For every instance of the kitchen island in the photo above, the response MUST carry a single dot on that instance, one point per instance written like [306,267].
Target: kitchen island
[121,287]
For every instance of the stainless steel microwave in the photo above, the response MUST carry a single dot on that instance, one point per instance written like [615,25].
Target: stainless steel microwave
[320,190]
...
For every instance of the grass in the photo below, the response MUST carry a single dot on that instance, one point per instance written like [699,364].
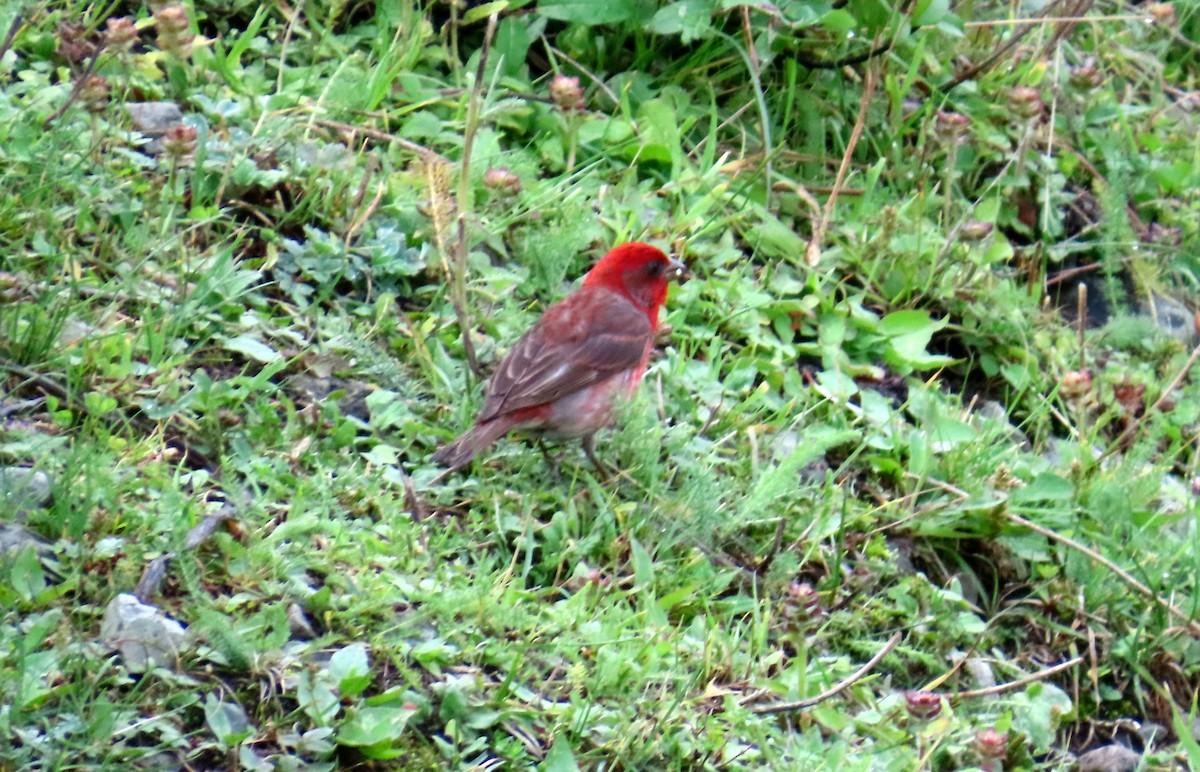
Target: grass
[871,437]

■ **Problem details**
If the string "photo" is in a line of the entries, pick that line out.

■ **Exercise output**
For every instance of the kitchen island in the photo above, the response MUST carry a single dot on that instance, one point per instance written like [306,267].
For every instance of the stainless steel microwave in the photo above, the response MUST carry a single dot on that instance, one point per instance written like [615,25].
For every instance of the grass in the photo below, the response MUST carry a single dot on that instance, one point per instance written like [699,364].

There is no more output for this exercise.